> _WRITTEN REQUEST_
Quote exactly the portion of the text below on the Russian offensive in eastern Ukraine that opens with the words "The enduring misery" and closes after the words "Anastacia Galouchka reported.".

> _SUPPLIED TEXT_
In a recent interview with a French radio station, Russian Foreign Minister Sergei Lavrov indicated that the current momentum was part of the Kremlin’s newly focused aim. “Our obvious objective is, of course, to push the Ukrainian army and the Ukrainian battalions out of the Donetsk and Luhansk regions,” he said, amid rising fears among Western officials that Russia intends to annex territory in Donbas and Kherson, a region abutting already annexed Crimea.

The Russian advance has been characterized by the same brutality and relentlessness of previous offensives. Observers report similar tactics to those deployed in the conquest of the port city of Mariupol, with endless days and nights of artillery fire and missile strikes pulverizing urban areas.

“They’re just raining down metal on us,” a Ukrainian soldier wounded in the fighting told my colleagues. Eyewitnesses spoke of the stench of death stalking the streets as early summer temperatures rise.

The Russians “use the same tactics over and over again. They shell for several hours — for three, four, five hours — in a row and then attack,” Luhansk’s regional governor, Serhiy Haidai, told Reuters. “Those who attack die. Then shelling and attack follow again, and so on until they break through somewhere.”

Ukrainian volunteer fighters in the east feel abandoned

The enduring misery of the battlefield underlies a tilting strategic landscape. “The situation in the country’s east marks a shift from an earlier stage of the war, when staunch Ukrainian defenses forced a broad Russian retreat in Kyiv and other areas, increasing confidence among Ukrainians and their Western backers about the prospects of all-out victory over a poorly organized and equipped Russian force,” my colleagues Siobhán O’Grady, Paul Sonne, Max Bearak and Anastacia Galouchka reported.

> _AVAILABLE DATA_
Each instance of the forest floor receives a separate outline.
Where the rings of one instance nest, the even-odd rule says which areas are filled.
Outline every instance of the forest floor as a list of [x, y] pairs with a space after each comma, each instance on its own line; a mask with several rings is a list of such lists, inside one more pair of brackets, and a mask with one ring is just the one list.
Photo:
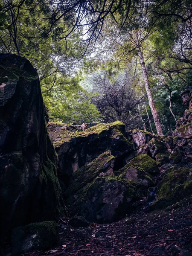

> _EXERCISE RESULT_
The enduring misery of the battlefield underlies a tilting strategic landscape. “The situation in the country’s east marks a shift from an earlier stage of the war, when staunch Ukrainian defenses forced a broad Russian retreat in Kyiv and other areas, increasing confidence among Ukrainians and their Western backers about the prospects of all-out victory over a poorly organized and equipped Russian force,” my colleagues Siobhán O’Grady, Paul Sonne, Max Bearak and Anastacia Galouchka reported.